• [Work to be completed]: Retype every entry exactly, character for character.

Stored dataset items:
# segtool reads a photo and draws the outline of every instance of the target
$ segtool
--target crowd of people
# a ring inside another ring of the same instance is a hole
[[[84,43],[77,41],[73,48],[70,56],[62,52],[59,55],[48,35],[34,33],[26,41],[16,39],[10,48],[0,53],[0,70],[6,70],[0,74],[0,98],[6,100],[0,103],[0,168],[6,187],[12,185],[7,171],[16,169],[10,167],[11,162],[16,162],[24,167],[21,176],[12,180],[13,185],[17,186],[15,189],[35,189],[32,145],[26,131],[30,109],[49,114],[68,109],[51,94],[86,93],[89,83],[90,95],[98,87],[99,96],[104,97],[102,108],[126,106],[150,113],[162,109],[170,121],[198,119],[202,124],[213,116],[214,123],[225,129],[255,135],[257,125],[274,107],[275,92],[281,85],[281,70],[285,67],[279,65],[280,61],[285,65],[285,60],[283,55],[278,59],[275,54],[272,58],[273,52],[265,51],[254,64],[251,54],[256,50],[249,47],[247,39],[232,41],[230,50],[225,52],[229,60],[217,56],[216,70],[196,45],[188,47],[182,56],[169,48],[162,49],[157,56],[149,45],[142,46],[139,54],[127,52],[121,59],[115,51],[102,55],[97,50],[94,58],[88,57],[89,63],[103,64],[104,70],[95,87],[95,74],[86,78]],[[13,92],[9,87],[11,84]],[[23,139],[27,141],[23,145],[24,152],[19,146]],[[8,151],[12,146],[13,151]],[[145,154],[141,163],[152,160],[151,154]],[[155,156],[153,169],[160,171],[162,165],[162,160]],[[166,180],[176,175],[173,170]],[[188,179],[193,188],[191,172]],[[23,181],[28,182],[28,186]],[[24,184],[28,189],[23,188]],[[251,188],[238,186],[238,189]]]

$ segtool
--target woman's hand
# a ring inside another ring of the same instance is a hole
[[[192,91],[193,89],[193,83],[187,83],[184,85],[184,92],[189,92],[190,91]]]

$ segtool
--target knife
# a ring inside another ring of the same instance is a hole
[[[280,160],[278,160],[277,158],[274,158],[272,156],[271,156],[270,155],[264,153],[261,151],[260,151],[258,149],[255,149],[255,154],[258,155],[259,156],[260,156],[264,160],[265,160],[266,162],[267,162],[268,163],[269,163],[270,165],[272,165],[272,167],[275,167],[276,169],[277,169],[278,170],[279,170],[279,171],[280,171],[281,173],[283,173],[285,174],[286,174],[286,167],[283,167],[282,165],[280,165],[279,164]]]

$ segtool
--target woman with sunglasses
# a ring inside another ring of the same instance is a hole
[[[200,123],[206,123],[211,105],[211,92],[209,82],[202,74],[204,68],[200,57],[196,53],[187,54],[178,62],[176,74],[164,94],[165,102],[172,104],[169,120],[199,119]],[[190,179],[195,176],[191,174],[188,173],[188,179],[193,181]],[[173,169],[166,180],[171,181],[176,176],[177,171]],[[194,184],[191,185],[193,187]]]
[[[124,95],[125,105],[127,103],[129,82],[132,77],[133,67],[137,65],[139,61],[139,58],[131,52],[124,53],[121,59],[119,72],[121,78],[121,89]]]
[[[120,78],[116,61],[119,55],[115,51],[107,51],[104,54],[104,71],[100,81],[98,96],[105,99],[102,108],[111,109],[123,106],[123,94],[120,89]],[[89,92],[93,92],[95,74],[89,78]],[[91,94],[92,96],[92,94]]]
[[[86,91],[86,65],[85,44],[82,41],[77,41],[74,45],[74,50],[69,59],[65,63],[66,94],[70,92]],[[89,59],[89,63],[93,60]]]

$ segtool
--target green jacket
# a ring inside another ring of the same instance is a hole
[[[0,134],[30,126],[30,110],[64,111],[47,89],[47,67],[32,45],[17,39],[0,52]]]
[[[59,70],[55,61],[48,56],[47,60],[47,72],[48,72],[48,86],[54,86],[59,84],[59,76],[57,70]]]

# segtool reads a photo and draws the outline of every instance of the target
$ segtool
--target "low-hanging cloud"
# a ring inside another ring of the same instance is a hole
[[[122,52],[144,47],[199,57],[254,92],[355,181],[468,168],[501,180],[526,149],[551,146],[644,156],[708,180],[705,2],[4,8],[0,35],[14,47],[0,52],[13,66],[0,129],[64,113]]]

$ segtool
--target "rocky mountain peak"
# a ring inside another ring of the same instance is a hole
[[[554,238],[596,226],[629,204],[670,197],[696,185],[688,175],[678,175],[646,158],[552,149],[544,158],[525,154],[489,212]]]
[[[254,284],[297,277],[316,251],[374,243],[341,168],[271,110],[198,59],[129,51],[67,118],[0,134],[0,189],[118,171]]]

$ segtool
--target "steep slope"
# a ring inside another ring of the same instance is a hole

• [Output]:
# segtool reads a photo and draws the outline of every instance of the target
$ segtool
--target crowd of people
# a ring inside another ring of the same instance is a hole
[[[84,43],[77,41],[73,48],[70,56],[62,52],[59,55],[48,35],[34,33],[26,41],[16,39],[10,48],[0,53],[0,70],[6,70],[0,74],[0,98],[6,100],[0,103],[0,168],[6,187],[12,185],[7,171],[16,169],[10,167],[11,162],[16,162],[24,167],[21,176],[12,180],[13,185],[17,186],[15,189],[35,189],[32,145],[26,131],[30,109],[49,114],[68,109],[51,94],[86,93],[89,83],[90,95],[98,87],[99,96],[104,97],[102,108],[126,106],[150,113],[162,109],[170,121],[198,119],[202,124],[213,116],[214,123],[225,129],[255,135],[257,125],[274,107],[275,92],[281,85],[281,70],[285,67],[279,65],[280,61],[285,65],[285,60],[283,55],[278,59],[275,54],[272,58],[273,52],[265,51],[254,64],[251,54],[256,50],[249,47],[247,39],[232,41],[230,50],[225,52],[229,60],[217,56],[216,70],[196,45],[188,47],[182,56],[169,48],[162,49],[157,56],[149,45],[142,46],[139,54],[127,52],[121,59],[115,51],[102,55],[97,50],[94,58],[88,57],[89,63],[103,64],[104,70],[95,87],[95,74],[86,78]],[[13,92],[9,87],[11,84]],[[23,139],[27,141],[23,145],[24,152],[19,146]],[[8,151],[12,146],[13,151]],[[145,154],[141,163],[152,160],[151,154]],[[155,156],[153,169],[160,171],[162,165],[162,160]],[[166,180],[176,175],[173,170]],[[188,179],[193,188],[191,172]],[[23,181],[28,182],[28,186]],[[24,184],[28,189],[23,188]],[[251,188],[238,186],[238,189]]]

$ segtool
--target woman's hand
# a ring inside another ring of the same instance is a hole
[[[192,91],[193,89],[193,83],[187,83],[184,85],[184,92],[189,92],[190,91]]]

$ segtool
--target knife
# a ring inside another ring of the same instance is a hole
[[[280,160],[278,160],[277,158],[274,158],[272,156],[271,156],[270,155],[264,153],[261,151],[260,151],[258,149],[255,149],[255,154],[258,155],[259,156],[260,156],[264,160],[265,160],[266,162],[267,162],[268,163],[269,163],[270,165],[272,165],[272,167],[275,167],[276,169],[277,169],[278,170],[279,170],[279,171],[280,171],[281,173],[283,173],[285,174],[286,174],[286,167],[283,167],[282,165],[280,165],[279,164]]]

$ segtool
--target woman with sunglasses
# a ring inside another ring of the same instance is a hole
[[[200,123],[206,123],[211,105],[211,92],[209,82],[202,74],[204,68],[200,57],[196,53],[187,54],[178,62],[176,74],[164,94],[165,102],[172,104],[169,120],[199,119]],[[190,179],[195,176],[191,174],[188,173],[188,179],[193,181]],[[173,169],[166,180],[171,181],[176,176],[177,171]],[[194,184],[191,185],[193,187]]]
[[[124,95],[125,105],[127,103],[129,82],[132,77],[133,67],[137,65],[139,61],[139,58],[131,52],[124,53],[121,59],[119,72],[121,78],[121,89]]]
[[[120,78],[116,61],[119,55],[115,51],[107,51],[104,54],[104,71],[100,81],[98,96],[105,99],[102,108],[111,109],[123,106],[123,94],[120,89]],[[89,92],[93,92],[95,74],[89,78]],[[91,94],[92,96],[92,94]]]
[[[86,91],[86,65],[85,44],[82,41],[77,41],[74,45],[74,50],[69,59],[65,63],[66,94],[70,92]],[[89,59],[89,63],[93,60]]]

$ segtool
--target green jacket
# a ring inside another ring of the same instance is a hole
[[[0,134],[30,126],[30,110],[64,111],[47,89],[47,67],[32,45],[17,39],[0,52]]]
[[[59,70],[55,61],[48,56],[47,60],[47,72],[48,72],[48,86],[54,86],[59,84],[59,76],[57,70]]]

# segtool reads a photo and draws the outline of every instance of the target
$ segtool
--target "low-hanging cloud"
# a ring inside another ring of the same instance is a hole
[[[122,52],[144,47],[199,57],[254,92],[355,181],[468,168],[501,180],[526,149],[551,146],[644,156],[708,180],[705,2],[4,8],[0,35],[14,47],[0,52],[13,66],[0,129],[64,113]]]

$ segtool
--target "rocky mountain peak"
# a ring inside another ring of the same instance is a hole
[[[554,238],[596,226],[629,204],[670,197],[696,185],[688,175],[678,175],[646,158],[552,149],[544,158],[525,154],[489,212]]]
[[[254,284],[297,277],[316,251],[374,243],[341,168],[271,110],[198,59],[129,51],[67,118],[0,134],[0,189],[118,171]]]

$ segtool
--target "steep slope"
# a ring inside another ring of the same instance is a hole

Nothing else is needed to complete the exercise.